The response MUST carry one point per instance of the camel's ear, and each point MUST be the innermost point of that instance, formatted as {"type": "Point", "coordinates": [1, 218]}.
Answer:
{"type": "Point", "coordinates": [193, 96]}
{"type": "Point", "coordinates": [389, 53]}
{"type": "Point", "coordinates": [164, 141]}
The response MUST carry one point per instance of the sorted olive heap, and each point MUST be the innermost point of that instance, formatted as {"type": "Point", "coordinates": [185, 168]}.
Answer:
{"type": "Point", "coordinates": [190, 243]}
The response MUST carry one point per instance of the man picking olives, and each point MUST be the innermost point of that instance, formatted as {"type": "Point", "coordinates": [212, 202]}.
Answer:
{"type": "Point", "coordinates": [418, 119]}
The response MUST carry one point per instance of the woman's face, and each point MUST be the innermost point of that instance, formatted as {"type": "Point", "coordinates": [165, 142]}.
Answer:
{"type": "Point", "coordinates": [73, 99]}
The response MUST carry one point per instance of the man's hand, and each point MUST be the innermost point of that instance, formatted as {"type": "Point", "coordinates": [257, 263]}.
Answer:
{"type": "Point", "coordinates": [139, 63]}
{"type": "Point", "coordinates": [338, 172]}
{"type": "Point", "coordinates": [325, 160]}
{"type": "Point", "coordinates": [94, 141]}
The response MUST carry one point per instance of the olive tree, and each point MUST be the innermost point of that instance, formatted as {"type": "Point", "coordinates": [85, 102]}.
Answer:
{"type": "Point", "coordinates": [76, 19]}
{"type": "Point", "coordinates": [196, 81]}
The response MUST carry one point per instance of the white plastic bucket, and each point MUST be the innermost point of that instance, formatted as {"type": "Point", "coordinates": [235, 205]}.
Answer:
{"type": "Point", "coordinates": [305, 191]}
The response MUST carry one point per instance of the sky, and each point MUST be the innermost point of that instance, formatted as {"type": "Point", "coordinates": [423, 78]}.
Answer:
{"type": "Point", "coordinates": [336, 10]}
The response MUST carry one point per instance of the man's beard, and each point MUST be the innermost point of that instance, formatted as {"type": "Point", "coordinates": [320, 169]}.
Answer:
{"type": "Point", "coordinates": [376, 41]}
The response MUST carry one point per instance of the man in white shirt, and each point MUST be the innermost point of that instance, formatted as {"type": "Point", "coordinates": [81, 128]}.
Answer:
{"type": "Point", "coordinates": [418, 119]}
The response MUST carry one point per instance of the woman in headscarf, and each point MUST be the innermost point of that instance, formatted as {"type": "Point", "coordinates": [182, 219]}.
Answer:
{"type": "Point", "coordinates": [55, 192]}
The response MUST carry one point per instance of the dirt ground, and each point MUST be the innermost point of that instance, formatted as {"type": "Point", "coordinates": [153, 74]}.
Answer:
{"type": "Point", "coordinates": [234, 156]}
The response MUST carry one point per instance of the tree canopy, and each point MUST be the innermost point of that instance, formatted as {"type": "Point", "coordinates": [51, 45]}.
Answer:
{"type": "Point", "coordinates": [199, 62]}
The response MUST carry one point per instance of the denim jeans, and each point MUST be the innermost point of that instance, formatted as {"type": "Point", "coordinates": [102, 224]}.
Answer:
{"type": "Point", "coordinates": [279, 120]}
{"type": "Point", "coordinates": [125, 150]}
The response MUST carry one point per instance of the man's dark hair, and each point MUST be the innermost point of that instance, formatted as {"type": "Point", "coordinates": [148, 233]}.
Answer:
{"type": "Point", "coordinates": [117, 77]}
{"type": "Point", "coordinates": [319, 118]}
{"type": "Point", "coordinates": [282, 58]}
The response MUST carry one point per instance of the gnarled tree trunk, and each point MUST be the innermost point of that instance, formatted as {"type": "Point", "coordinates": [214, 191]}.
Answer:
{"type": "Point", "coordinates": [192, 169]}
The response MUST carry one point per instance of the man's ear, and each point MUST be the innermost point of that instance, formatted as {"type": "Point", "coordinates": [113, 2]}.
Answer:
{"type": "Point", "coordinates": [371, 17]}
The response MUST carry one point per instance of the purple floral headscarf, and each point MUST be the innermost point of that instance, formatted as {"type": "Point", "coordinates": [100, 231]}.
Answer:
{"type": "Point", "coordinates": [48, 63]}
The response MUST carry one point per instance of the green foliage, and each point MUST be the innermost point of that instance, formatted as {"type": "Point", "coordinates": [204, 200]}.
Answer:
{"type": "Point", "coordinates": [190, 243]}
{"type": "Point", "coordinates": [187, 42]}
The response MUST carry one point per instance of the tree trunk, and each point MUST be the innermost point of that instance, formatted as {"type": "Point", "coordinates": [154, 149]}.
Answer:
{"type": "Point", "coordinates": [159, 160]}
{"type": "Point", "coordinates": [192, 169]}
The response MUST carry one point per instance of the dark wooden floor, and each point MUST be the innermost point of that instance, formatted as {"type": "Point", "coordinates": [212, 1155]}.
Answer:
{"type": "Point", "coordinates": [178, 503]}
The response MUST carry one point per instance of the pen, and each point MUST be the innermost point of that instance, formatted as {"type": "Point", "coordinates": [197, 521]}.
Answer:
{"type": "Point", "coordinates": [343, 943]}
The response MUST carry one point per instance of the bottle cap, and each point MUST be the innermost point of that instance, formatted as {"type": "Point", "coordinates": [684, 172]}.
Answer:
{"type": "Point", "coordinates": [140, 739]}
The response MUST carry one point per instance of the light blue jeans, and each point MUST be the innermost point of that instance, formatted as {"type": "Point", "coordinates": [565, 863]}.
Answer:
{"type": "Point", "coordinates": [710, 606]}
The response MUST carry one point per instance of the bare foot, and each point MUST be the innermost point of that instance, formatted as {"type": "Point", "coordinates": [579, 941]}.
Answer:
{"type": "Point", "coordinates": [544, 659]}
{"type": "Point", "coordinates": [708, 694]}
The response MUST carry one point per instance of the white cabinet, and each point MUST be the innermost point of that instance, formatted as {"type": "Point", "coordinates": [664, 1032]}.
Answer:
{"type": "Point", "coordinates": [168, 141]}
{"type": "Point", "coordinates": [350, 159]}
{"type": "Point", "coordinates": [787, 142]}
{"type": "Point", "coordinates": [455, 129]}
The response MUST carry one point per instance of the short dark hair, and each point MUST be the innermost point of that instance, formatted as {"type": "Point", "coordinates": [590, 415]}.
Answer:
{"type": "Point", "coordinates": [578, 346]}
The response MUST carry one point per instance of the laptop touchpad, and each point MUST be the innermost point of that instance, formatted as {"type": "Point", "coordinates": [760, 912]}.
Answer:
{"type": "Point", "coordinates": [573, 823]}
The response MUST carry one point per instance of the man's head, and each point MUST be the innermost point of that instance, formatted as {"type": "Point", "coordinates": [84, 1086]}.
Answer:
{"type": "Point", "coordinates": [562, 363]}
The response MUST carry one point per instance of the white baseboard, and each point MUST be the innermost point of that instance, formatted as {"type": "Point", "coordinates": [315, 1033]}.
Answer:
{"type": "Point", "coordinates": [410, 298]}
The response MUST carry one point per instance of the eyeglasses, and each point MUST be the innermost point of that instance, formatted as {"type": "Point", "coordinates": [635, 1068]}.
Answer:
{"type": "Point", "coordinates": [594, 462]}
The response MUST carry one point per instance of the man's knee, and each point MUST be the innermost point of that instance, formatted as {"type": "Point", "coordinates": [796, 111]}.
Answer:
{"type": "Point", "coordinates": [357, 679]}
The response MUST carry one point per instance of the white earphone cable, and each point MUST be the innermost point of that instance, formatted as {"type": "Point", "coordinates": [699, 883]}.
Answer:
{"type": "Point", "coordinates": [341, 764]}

- - - - - - -

→ **Istruzioni del compito**
Riscrivi tutti i record qui sopra come un elenco JSON di stringhe, una stringa per ogni riga, tralasciando le righe vuote.

→ **Risposta completa**
[
  "The response MUST carry one point per instance of the camel's ear, and each point MUST be the innermost point of that instance, formatted as {\"type\": \"Point\", \"coordinates\": [1, 218]}.",
  "Answer:",
  "{\"type\": \"Point\", \"coordinates\": [193, 96]}",
  "{\"type\": \"Point\", \"coordinates\": [389, 53]}",
  "{\"type\": \"Point\", \"coordinates\": [164, 141]}",
  "The response MUST carry one point per instance of the sorted olive heap, and each point MUST be the innermost point of that instance, formatted as {\"type\": \"Point\", \"coordinates\": [185, 168]}.",
  "Answer:",
  "{\"type\": \"Point\", \"coordinates\": [190, 243]}",
  "The response MUST carry one point per instance of the man picking olives, and each point MUST be the innermost point of that instance, formatted as {\"type\": \"Point\", \"coordinates\": [212, 202]}.",
  "Answer:",
  "{\"type\": \"Point\", \"coordinates\": [418, 119]}",
  "The response MUST carry one point per instance of the woman's face, and each point MUST be the innermost point of that instance, formatted as {\"type\": \"Point\", \"coordinates\": [165, 142]}.",
  "Answer:",
  "{\"type\": \"Point\", \"coordinates\": [73, 99]}",
  "The response MUST carry one point per instance of the man's hand, and each point MUST be the innermost point of that instance, formatted as {\"type\": \"Point\", \"coordinates\": [257, 263]}.",
  "Answer:",
  "{\"type\": \"Point\", \"coordinates\": [139, 63]}",
  "{\"type\": \"Point\", \"coordinates\": [338, 172]}",
  "{\"type\": \"Point\", \"coordinates\": [325, 160]}",
  "{\"type\": \"Point\", \"coordinates\": [94, 141]}",
  "The response MUST carry one point per instance of the olive tree, and each point MUST be the innermost point of that instance, formatted as {\"type\": \"Point\", \"coordinates\": [85, 102]}.",
  "Answer:",
  "{\"type\": \"Point\", \"coordinates\": [76, 19]}",
  "{\"type\": \"Point\", \"coordinates\": [196, 81]}",
  "The response MUST carry one point per instance of the white plastic bucket, and each point MUST be the innermost point of that instance, formatted as {\"type\": \"Point\", \"coordinates\": [235, 205]}.",
  "Answer:",
  "{\"type\": \"Point\", \"coordinates\": [305, 191]}",
  "The response MUST carry one point per instance of the sky, and each point MUST be the innermost point of that instance, formatted as {\"type\": \"Point\", \"coordinates\": [423, 78]}.",
  "Answer:",
  "{\"type\": \"Point\", \"coordinates\": [336, 10]}",
  "The response MUST carry one point per instance of the man's beard, and each point MUST be the innermost point of that instance, formatted as {\"type\": \"Point\", \"coordinates\": [320, 169]}.",
  "Answer:",
  "{\"type\": \"Point\", \"coordinates\": [376, 41]}",
  "The response MUST carry one point per instance of the man in white shirt, and each point MUST be the innermost point of that instance, formatted as {\"type\": \"Point\", \"coordinates\": [81, 128]}.",
  "Answer:",
  "{\"type\": \"Point\", \"coordinates\": [418, 119]}",
  "The response MUST carry one point per instance of the woman in headscarf, and each point MUST be the innermost point of that instance, formatted as {\"type\": \"Point\", \"coordinates\": [182, 219]}.",
  "Answer:",
  "{\"type\": \"Point\", \"coordinates\": [55, 192]}",
  "The response MUST carry one point per instance of the dirt ground, and each point MUST be the innermost point of that instance, formatted as {\"type\": \"Point\", \"coordinates\": [153, 74]}.",
  "Answer:",
  "{\"type\": \"Point\", \"coordinates\": [234, 156]}",
  "The response MUST carry one point per instance of the tree canopy, and each point MUST be the innermost point of that instance, formatted as {\"type\": \"Point\", \"coordinates\": [51, 45]}.",
  "Answer:",
  "{\"type\": \"Point\", \"coordinates\": [199, 62]}",
  "The response MUST carry one point per instance of the denim jeans, and each point MUST be the innermost point of that instance, formatted as {\"type\": \"Point\", \"coordinates\": [102, 224]}.",
  "Answer:",
  "{\"type\": \"Point\", \"coordinates\": [279, 120]}",
  "{\"type\": \"Point\", \"coordinates\": [125, 150]}",
  "The response MUST carry one point per instance of the man's dark hair, and each point MUST be the innermost point of that instance, formatted as {\"type\": \"Point\", \"coordinates\": [148, 233]}.",
  "Answer:",
  "{\"type\": \"Point\", \"coordinates\": [117, 77]}",
  "{\"type\": \"Point\", \"coordinates\": [319, 118]}",
  "{\"type\": \"Point\", \"coordinates\": [282, 58]}",
  "The response MUST carry one point per instance of the gnarled tree trunk, and each point MUST be the innermost point of that instance, formatted as {\"type\": \"Point\", \"coordinates\": [214, 191]}.",
  "Answer:",
  "{\"type\": \"Point\", \"coordinates\": [192, 169]}",
  "The response MUST carry one point per instance of the man's ear, and each point MUST be the innermost point of that instance, formatted as {\"type\": \"Point\", \"coordinates\": [113, 2]}.",
  "Answer:",
  "{\"type\": \"Point\", \"coordinates\": [371, 17]}",
  "The response MUST carry one point per instance of the purple floral headscarf, and each point MUST be the innermost point of that instance, formatted as {\"type\": \"Point\", \"coordinates\": [100, 231]}.",
  "Answer:",
  "{\"type\": \"Point\", \"coordinates\": [48, 63]}",
  "The response MUST carry one point per instance of the green foliage, and each point MUST be the innermost point of that instance, formatted as {\"type\": \"Point\", \"coordinates\": [204, 200]}.",
  "Answer:",
  "{\"type\": \"Point\", \"coordinates\": [190, 243]}",
  "{\"type\": \"Point\", \"coordinates\": [187, 42]}",
  "The response MUST carry one point per instance of the tree trunk, and each point MUST be the innermost point of that instance, formatted as {\"type\": \"Point\", \"coordinates\": [154, 149]}.",
  "Answer:",
  "{\"type\": \"Point\", \"coordinates\": [159, 160]}",
  "{\"type\": \"Point\", \"coordinates\": [192, 169]}",
  "The response MUST carry one point per instance of the dark wooden floor, and each point MUST be the innermost point of that instance, formatted as {\"type\": \"Point\", \"coordinates\": [212, 1155]}.",
  "Answer:",
  "{\"type\": \"Point\", \"coordinates\": [178, 503]}",
  "The response MUST carry one point per instance of the pen, and each point MUST be the innermost point of that instance, formatted as {\"type\": \"Point\", \"coordinates\": [197, 521]}.",
  "Answer:",
  "{\"type\": \"Point\", \"coordinates\": [343, 943]}",
  "The response MUST carry one point per instance of the bottle cap, and each point MUST be the innermost point of that instance, formatted as {\"type\": \"Point\", \"coordinates\": [684, 172]}.",
  "Answer:",
  "{\"type\": \"Point\", \"coordinates\": [140, 739]}",
  "The response MUST carry one point per instance of the light blue jeans, and each point MUST be the innermost point of that instance, formatted as {\"type\": \"Point\", \"coordinates\": [565, 863]}.",
  "Answer:",
  "{\"type\": \"Point\", \"coordinates\": [710, 606]}",
  "The response MUST carry one point per instance of the bare foot, and each point MUST be the innermost point of that instance, formatted as {\"type\": \"Point\", \"coordinates\": [579, 941]}.",
  "Answer:",
  "{\"type\": \"Point\", \"coordinates\": [544, 659]}",
  "{\"type\": \"Point\", \"coordinates\": [708, 694]}",
  "The response MUST carry one point per instance of the white cabinet, and each point MUST be the innermost point of that instance, formatted as {\"type\": \"Point\", \"coordinates\": [664, 1032]}.",
  "Answer:",
  "{\"type\": \"Point\", \"coordinates\": [168, 141]}",
  "{\"type\": \"Point\", \"coordinates\": [350, 159]}",
  "{\"type\": \"Point\", \"coordinates\": [787, 142]}",
  "{\"type\": \"Point\", \"coordinates\": [455, 129]}",
  "The response MUST carry one point per instance of the short dark hair, and each point MUST be the innermost point of that instance, formatted as {\"type\": \"Point\", \"coordinates\": [590, 415]}.",
  "Answer:",
  "{\"type\": \"Point\", \"coordinates\": [578, 346]}",
  "The response MUST carry one point per instance of the laptop touchpad, and each point MUST be the innermost point of that instance, formatted as {\"type\": \"Point\", \"coordinates\": [760, 912]}.",
  "Answer:",
  "{\"type\": \"Point\", \"coordinates\": [573, 823]}",
  "The response MUST carry one point per instance of the man's head, and each point MUST be the innermost point of that instance, formatted as {\"type\": \"Point\", \"coordinates\": [84, 1086]}.",
  "Answer:",
  "{\"type\": \"Point\", \"coordinates\": [562, 363]}",
  "The response MUST carry one point per instance of the white baseboard, and each point MUST be the innermost point of that instance, formatted as {\"type\": \"Point\", \"coordinates\": [315, 1033]}.",
  "Answer:",
  "{\"type\": \"Point\", \"coordinates\": [410, 298]}",
  "The response MUST carry one point per instance of the eyeglasses, and each point MUST be the innermost point of that instance, formatted as {\"type\": \"Point\", \"coordinates\": [635, 1068]}.",
  "Answer:",
  "{\"type\": \"Point\", \"coordinates\": [594, 462]}",
  "The response MUST carry one point per instance of the man's knee, and each point MUST be the innermost point of that instance, formatted as {\"type\": \"Point\", \"coordinates\": [796, 111]}.",
  "Answer:",
  "{\"type\": \"Point\", \"coordinates\": [357, 679]}",
  "The response MUST carry one point per instance of the white earphone cable, and each point MUST be the innermost point of that instance, formatted as {\"type\": \"Point\", \"coordinates\": [699, 883]}.",
  "Answer:",
  "{\"type\": \"Point\", \"coordinates\": [341, 764]}"
]